---------- Records ----------

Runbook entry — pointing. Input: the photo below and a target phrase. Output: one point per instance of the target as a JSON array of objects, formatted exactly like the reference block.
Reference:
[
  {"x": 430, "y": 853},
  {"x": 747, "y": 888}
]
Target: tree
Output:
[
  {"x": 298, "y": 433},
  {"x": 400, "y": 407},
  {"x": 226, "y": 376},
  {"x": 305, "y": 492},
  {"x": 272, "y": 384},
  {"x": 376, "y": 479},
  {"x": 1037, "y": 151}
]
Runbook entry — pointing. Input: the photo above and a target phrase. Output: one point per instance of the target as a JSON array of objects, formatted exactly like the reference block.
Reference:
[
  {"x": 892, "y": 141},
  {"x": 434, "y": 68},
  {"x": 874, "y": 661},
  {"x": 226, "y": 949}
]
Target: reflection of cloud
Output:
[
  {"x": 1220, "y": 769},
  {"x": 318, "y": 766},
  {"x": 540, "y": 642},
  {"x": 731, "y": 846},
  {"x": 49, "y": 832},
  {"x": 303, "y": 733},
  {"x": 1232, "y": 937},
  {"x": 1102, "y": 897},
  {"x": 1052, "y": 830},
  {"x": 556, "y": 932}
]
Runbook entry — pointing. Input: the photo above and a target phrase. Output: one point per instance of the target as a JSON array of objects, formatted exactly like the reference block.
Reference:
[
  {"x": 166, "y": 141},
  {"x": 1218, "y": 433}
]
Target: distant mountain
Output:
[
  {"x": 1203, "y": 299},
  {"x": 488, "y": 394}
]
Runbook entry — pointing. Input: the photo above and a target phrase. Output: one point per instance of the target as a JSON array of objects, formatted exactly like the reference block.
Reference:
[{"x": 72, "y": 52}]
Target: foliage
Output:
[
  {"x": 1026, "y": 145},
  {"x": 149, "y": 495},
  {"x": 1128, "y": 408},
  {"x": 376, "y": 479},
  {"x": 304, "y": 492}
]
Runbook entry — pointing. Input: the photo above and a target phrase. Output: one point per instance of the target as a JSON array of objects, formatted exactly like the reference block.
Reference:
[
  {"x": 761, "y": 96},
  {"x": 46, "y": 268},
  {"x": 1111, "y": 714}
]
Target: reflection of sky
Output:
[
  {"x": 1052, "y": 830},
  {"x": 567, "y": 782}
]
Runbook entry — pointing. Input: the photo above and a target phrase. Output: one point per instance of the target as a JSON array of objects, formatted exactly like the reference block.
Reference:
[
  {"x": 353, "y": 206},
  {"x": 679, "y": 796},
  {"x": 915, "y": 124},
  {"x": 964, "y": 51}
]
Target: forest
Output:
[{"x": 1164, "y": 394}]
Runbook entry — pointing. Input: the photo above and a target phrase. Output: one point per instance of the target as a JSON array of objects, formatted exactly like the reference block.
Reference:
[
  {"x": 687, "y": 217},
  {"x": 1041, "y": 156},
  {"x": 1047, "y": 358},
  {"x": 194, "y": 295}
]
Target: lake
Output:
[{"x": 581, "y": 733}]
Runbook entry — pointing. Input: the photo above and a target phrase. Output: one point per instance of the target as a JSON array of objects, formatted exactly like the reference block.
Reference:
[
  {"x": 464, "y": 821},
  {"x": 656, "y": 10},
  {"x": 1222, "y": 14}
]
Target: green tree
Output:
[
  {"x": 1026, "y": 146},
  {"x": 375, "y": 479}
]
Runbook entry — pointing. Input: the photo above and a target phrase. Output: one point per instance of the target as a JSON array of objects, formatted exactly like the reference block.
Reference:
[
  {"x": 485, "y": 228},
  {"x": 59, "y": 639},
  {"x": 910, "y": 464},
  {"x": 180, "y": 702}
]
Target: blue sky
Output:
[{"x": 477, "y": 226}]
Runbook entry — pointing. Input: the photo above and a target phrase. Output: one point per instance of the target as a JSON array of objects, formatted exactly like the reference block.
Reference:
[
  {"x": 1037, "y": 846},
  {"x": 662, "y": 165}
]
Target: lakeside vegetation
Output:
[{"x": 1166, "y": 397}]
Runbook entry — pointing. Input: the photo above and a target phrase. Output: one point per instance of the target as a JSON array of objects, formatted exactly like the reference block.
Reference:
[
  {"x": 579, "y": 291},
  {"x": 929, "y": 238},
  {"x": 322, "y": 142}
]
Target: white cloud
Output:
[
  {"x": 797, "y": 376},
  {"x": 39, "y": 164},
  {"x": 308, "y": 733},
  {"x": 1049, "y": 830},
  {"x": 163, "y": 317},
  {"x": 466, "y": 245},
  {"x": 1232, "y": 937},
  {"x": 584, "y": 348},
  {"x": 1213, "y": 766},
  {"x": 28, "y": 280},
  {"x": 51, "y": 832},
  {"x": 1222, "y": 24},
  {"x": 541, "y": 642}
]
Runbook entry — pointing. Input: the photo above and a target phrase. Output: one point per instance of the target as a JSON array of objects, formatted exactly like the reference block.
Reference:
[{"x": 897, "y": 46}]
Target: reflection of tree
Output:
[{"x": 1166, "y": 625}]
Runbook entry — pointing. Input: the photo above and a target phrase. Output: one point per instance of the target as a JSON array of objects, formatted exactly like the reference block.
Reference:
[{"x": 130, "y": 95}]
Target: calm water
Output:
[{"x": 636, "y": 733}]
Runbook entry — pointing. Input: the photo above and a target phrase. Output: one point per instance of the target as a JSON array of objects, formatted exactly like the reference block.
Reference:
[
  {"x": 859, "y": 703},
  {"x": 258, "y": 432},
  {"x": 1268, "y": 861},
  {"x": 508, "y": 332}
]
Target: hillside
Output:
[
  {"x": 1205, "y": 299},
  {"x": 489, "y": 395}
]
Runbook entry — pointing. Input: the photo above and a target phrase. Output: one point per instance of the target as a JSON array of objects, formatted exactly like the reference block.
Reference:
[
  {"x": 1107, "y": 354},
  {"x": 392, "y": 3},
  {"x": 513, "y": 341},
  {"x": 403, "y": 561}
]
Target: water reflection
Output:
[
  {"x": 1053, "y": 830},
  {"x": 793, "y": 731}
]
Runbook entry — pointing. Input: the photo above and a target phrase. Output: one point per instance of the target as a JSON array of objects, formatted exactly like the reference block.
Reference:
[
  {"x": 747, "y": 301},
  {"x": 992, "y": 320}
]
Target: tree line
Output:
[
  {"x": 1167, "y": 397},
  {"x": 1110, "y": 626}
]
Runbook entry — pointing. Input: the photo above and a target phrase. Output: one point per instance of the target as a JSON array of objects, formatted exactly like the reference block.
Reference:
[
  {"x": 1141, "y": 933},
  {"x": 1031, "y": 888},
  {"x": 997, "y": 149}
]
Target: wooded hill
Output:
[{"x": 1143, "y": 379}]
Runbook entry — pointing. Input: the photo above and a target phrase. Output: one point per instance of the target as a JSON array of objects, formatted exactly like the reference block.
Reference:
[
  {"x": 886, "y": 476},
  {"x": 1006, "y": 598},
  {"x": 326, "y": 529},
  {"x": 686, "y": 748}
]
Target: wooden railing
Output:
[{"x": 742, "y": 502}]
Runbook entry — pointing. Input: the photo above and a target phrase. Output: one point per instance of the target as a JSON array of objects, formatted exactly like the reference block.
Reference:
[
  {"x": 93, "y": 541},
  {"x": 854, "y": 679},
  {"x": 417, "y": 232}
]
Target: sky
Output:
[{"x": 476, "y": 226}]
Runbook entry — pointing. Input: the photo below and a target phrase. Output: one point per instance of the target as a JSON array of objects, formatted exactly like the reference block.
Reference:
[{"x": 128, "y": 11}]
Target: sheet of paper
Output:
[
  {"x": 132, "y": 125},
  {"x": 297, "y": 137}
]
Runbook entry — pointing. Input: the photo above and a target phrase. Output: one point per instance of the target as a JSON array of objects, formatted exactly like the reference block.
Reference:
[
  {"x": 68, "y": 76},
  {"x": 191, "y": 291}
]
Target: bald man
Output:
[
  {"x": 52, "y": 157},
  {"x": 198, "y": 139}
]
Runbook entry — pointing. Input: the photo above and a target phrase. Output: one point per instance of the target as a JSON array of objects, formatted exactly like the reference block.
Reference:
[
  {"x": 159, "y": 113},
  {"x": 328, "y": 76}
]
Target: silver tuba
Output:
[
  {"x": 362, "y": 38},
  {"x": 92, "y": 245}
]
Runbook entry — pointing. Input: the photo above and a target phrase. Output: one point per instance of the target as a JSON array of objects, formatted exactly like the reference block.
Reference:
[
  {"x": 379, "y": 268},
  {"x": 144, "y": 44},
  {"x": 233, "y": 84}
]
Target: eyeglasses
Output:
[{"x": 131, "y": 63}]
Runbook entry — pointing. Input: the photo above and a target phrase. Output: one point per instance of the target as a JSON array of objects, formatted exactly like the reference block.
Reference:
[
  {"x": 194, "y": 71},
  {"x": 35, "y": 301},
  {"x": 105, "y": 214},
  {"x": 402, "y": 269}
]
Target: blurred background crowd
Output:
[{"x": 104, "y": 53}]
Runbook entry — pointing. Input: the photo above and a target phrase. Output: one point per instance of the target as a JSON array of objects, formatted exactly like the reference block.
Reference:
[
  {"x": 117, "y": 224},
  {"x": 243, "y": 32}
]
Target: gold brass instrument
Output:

----------

Collect every line of the items above that contains the string "tree", and copy each one out in full.

Target: tree
Target: green tree
Target: reflection of tree
Target: tree line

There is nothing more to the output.